Aim — Copy out everything from the start of the records down to the line containing "[285,216,327,230]", including that line, leaving out any pictures.

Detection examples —
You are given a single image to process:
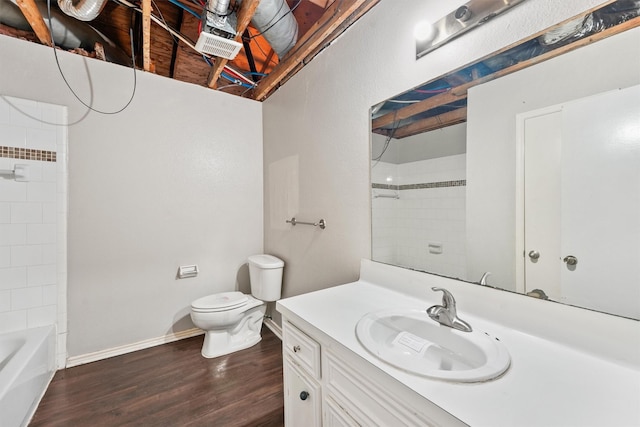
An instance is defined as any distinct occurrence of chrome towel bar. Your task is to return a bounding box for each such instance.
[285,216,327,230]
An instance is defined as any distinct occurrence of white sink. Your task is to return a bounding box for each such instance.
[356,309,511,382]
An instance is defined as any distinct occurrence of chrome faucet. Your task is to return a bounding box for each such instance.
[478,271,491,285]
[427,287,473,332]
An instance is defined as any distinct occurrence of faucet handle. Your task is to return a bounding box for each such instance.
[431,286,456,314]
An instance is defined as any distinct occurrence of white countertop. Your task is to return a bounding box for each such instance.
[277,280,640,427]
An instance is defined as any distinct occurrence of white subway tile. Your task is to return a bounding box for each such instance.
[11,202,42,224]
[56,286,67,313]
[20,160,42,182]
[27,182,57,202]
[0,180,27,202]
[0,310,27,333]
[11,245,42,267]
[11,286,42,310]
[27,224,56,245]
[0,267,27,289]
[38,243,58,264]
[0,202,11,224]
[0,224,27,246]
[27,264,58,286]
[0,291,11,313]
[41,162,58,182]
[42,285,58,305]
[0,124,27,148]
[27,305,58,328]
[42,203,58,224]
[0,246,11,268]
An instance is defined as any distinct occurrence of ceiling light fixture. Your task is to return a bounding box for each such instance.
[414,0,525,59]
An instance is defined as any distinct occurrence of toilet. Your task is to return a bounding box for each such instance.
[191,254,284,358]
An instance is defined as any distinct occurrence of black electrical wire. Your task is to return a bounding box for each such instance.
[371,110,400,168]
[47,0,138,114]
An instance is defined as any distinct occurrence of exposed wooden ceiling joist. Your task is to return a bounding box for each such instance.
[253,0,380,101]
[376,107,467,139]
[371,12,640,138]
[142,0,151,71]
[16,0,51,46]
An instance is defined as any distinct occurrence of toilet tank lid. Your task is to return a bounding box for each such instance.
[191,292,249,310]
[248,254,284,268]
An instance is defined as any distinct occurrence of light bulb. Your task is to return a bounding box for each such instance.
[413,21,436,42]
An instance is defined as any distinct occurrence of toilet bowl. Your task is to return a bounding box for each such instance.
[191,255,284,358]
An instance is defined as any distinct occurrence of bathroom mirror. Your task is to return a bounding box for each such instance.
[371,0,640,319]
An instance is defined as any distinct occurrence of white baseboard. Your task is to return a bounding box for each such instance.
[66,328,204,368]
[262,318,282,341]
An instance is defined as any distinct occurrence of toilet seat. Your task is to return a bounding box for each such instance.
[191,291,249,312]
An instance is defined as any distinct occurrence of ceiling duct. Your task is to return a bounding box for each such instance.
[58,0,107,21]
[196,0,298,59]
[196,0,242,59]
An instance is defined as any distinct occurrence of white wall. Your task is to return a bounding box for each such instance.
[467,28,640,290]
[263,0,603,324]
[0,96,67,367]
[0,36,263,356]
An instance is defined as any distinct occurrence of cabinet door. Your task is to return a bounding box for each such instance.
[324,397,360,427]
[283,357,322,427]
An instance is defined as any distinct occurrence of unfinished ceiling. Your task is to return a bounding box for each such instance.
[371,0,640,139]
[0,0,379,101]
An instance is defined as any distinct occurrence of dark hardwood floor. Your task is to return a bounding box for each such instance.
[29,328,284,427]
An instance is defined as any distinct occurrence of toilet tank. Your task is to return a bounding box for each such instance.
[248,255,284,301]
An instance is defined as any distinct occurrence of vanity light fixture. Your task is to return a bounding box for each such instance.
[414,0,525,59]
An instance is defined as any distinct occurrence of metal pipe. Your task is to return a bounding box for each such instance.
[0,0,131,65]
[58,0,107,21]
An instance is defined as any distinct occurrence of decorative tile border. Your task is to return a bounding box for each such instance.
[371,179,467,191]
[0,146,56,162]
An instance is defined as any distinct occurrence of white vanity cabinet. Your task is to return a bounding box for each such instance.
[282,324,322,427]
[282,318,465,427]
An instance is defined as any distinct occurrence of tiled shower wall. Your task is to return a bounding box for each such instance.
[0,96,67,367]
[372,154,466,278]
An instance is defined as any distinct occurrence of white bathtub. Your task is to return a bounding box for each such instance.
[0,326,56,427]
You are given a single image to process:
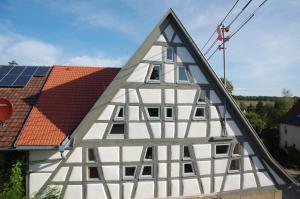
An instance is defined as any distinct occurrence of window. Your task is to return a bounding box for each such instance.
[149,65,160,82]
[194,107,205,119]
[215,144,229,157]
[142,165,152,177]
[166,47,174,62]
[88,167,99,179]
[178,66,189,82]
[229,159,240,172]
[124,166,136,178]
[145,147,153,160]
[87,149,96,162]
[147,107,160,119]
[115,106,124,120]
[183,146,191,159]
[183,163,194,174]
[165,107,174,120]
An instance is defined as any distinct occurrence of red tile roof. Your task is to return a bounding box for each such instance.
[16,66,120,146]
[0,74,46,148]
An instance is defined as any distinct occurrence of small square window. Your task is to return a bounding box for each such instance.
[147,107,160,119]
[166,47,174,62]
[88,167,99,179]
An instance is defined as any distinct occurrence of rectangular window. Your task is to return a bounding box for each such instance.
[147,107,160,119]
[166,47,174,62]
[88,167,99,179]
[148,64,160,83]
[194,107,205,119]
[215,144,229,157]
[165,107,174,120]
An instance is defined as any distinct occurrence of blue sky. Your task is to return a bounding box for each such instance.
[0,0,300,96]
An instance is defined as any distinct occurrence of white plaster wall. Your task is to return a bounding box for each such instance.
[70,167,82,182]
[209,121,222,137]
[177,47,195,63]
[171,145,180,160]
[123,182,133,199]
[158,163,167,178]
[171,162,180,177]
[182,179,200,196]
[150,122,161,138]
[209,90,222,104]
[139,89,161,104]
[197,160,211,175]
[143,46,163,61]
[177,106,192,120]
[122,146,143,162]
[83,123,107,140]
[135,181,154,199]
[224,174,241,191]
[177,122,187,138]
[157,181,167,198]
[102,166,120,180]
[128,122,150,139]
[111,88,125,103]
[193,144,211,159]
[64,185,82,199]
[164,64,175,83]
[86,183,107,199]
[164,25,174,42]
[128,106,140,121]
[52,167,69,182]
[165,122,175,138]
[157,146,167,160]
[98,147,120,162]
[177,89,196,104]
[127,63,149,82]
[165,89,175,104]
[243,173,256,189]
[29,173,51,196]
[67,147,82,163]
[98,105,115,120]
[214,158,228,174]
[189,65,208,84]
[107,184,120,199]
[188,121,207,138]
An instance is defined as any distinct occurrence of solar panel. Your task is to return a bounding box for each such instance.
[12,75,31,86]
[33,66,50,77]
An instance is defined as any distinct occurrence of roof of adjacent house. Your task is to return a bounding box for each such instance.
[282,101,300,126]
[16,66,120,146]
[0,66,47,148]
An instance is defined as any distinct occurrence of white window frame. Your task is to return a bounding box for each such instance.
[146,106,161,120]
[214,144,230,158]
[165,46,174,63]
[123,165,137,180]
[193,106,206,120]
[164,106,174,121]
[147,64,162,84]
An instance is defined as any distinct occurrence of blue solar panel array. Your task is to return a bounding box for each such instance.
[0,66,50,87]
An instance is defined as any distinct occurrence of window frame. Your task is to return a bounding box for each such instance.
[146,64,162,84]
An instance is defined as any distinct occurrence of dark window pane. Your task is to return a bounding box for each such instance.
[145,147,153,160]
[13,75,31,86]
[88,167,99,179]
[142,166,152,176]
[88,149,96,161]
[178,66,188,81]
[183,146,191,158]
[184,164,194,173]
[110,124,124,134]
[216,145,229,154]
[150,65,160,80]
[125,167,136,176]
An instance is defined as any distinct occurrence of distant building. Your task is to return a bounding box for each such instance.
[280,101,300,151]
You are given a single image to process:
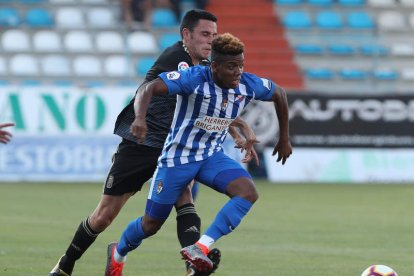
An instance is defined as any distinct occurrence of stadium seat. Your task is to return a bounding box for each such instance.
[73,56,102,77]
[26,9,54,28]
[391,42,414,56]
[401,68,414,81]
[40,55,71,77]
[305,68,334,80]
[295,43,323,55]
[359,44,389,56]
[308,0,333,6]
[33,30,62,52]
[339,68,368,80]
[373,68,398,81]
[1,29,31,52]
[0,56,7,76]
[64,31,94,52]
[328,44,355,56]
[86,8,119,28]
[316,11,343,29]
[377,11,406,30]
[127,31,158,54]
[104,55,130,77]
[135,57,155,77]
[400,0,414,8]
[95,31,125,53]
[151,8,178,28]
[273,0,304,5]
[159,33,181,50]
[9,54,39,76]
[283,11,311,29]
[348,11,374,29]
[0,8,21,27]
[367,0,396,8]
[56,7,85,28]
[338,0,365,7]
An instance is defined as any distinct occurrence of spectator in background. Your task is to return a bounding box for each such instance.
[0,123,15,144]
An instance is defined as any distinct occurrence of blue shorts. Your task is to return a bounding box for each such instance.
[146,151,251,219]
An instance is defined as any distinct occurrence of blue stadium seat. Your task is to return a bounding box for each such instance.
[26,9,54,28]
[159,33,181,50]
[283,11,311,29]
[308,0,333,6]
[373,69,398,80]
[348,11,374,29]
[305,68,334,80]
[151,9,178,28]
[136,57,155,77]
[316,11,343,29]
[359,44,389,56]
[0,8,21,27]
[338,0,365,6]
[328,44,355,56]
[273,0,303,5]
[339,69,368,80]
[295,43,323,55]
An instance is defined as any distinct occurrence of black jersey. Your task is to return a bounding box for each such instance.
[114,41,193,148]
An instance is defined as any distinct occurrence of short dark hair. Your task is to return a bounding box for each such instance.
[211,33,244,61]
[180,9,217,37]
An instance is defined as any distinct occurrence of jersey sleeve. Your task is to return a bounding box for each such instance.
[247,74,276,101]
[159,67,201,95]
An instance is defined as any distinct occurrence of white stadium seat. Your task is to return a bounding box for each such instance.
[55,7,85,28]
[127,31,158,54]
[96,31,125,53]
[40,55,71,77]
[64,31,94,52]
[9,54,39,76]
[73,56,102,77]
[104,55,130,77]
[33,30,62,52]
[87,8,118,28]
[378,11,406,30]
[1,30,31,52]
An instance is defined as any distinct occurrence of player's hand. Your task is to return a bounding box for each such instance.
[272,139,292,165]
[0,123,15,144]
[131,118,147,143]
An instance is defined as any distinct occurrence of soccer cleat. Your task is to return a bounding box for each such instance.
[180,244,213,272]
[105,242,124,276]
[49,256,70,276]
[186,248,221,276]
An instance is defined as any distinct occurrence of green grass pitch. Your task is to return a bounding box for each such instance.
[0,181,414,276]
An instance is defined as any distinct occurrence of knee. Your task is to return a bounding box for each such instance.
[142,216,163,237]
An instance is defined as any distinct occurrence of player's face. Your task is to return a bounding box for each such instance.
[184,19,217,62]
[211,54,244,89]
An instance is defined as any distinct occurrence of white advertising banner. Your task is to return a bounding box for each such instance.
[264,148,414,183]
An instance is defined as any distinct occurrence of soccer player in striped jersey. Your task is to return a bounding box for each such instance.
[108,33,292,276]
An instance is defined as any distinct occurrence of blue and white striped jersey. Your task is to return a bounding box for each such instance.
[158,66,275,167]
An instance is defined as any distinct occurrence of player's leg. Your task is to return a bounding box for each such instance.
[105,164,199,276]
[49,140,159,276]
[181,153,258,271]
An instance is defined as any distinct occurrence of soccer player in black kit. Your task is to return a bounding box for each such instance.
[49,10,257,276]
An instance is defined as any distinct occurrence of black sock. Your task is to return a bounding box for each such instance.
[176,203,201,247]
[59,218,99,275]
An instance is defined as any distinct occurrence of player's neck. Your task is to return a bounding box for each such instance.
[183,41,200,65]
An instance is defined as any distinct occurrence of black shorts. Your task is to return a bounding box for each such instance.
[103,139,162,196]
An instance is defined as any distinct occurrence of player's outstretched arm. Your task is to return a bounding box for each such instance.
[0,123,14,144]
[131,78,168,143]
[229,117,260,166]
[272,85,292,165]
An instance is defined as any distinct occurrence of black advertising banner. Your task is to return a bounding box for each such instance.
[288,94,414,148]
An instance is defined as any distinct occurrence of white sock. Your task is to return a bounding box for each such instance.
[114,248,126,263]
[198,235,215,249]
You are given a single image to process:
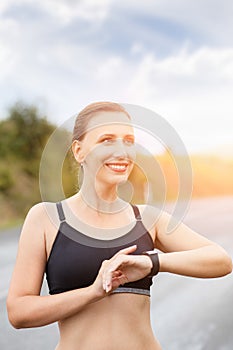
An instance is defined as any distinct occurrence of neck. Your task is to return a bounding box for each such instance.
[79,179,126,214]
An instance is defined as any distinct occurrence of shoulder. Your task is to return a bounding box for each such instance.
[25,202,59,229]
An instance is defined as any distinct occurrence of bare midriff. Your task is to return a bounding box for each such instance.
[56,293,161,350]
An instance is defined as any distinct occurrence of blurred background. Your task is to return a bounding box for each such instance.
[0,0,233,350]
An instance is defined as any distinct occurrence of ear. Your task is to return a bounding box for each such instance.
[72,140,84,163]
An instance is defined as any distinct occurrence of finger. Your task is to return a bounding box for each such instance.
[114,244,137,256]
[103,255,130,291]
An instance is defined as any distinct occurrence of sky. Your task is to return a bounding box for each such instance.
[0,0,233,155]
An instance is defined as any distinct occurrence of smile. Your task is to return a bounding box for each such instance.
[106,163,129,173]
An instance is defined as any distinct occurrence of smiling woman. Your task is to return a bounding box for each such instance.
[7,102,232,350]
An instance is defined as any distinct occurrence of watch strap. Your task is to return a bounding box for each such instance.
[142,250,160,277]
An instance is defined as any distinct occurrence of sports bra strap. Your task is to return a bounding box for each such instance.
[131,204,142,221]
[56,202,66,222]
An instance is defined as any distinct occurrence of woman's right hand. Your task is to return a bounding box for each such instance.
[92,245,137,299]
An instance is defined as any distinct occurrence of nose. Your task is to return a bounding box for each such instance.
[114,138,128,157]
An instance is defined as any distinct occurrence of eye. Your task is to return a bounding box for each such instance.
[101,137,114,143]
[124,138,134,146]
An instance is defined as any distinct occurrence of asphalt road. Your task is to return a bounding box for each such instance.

Response to this task —
You are given a single image to process:
An instance is defined as any distinct occurrence of chrome towel bar. Your task is to return a bounding box for each such instance.
[285,216,327,230]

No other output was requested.